++++ Dataset

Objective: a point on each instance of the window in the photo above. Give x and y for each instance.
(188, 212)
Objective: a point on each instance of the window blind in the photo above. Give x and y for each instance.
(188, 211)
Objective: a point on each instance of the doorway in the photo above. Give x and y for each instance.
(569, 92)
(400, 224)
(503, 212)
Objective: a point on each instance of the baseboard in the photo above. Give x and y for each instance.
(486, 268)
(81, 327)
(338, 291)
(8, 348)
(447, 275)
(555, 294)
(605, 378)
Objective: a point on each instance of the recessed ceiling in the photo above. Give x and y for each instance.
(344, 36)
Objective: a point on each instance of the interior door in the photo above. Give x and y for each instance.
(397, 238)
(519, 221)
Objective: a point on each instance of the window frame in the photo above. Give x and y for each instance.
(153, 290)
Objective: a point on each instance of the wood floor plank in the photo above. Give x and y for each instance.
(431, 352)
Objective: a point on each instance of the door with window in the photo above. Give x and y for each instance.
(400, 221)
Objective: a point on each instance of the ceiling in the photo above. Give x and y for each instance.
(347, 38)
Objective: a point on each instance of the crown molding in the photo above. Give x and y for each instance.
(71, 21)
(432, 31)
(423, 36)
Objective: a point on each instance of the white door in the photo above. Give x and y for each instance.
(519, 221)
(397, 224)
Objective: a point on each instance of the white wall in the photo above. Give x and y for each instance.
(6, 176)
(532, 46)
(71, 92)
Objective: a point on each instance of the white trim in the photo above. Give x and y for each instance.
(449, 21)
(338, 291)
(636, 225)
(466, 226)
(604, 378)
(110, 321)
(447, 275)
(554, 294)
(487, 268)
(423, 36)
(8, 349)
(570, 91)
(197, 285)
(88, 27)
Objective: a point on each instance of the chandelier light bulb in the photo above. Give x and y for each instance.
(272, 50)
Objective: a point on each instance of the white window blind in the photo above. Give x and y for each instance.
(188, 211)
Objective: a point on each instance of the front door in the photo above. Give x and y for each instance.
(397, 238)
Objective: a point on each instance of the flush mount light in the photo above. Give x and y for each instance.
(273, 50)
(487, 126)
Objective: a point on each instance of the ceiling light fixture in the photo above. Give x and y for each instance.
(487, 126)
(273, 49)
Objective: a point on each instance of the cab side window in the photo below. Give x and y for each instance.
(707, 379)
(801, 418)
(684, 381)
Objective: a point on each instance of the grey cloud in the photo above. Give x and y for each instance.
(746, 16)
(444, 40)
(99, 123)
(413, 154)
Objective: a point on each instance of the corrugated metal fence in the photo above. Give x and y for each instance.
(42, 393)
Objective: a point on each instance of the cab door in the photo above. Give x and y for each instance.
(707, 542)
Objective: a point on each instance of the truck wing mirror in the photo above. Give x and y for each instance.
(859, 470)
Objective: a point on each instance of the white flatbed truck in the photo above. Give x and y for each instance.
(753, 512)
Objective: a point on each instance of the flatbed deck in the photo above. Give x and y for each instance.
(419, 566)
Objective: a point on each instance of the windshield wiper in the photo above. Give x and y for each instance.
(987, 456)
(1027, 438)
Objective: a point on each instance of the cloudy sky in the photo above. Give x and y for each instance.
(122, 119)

++++++++

# What is being asked
Copy out all the records exactly.

# Response to the task
Objective: a point on each instance of the window in the photo above. Give x and y for each instance.
(188, 212)
Objective: a point on each instance of the window blind in the photo above. Give x and y for each instance.
(188, 211)
Objective: a point on each instance of the doorway in the photo above. Give x and y for each instance.
(569, 92)
(400, 224)
(503, 212)
Objective: a point on each instance of the baseboard in the photo above. Give x and y for each instance.
(486, 268)
(81, 327)
(338, 291)
(8, 348)
(447, 275)
(555, 294)
(605, 378)
Objective: a point on each instance of the recessed ceiling in the photo above. Give x and y for each instance.
(344, 36)
Objective: a point on each instance of the interior door in the photo above. Give x and y for each instance.
(397, 238)
(519, 221)
Objective: a point on each instance of the window frame in the photo above. Give x and y for each instance.
(153, 290)
Objective: a point on each instance of the wood floor plank in the photo above. Give x and y for each instance.
(431, 352)
Objective: a point on each instance of the door with window in the photo above. Give x and y for each instance.
(400, 221)
Objective: a point on each instance of the ceiling in the photo above. Give x and y for each instance.
(347, 38)
Objective: a point on each instance of the crown molding in the photo above. Give x and y for each instance.
(71, 21)
(432, 31)
(423, 36)
Objective: a point on each instance of the white door in the photo above. Give x and y for each instance.
(519, 221)
(397, 224)
Objective: a point on each instance of the white wall in the photo above. Give x and y for each instance.
(6, 176)
(532, 46)
(71, 92)
Objective: a point on each instance of the white trim in the photo above. Give x and y for each instance.
(449, 21)
(338, 291)
(636, 225)
(466, 226)
(604, 378)
(110, 321)
(447, 275)
(554, 294)
(487, 268)
(423, 36)
(8, 349)
(570, 91)
(197, 285)
(88, 27)
Objective: a point on each instance of the chandelier light bulb in the photo above. Give x and y for each instance.
(272, 50)
Objective: a point on each instance of the white window blind in the photo above. Give x and y for each instance.
(188, 211)
Objective: a point on each instance of the front door in the photo above. Give x and y for each instance.
(397, 238)
Objective: a point on each instance of the flush mount light in the photo above. Give x and y for each instance.
(273, 50)
(487, 126)
Objective: a point on each instance of the ceiling light fixture in the photo above. Give x and y for each instance.
(487, 126)
(273, 49)
Objective: a point on each instance of the cab side window in the photo below. Give x and y for each instance.
(707, 379)
(801, 418)
(684, 381)
Objective: a point on each instance of the grey cloud in the photo above. Give x and y for each instance.
(746, 16)
(444, 40)
(99, 123)
(413, 154)
Objective: a point on each instance of the corrugated metal fence in the photo above. Give x and y for each instance.
(42, 393)
Objective: a point on each instance of the cab door in the photo above. Give x and y for each instance.
(707, 542)
Objective: a point on each instance of the truck wing mirror in the photo above. Give x and y for each instance.
(859, 470)
Objective: a point on each instance of the white flatbed truck in the photo above. Give x and y for each instance.
(753, 512)
Objective: a point on each instance of the flatbed deck in the photo above. Give x and y for each instance.
(419, 566)
Objective: a point on each instance of the windshield wiper in the photo above. Give x and y for each instance.
(987, 456)
(1027, 438)
Objective: a point on each instance of the cloudy sky in the photo above. Give x and y for each instance.
(122, 119)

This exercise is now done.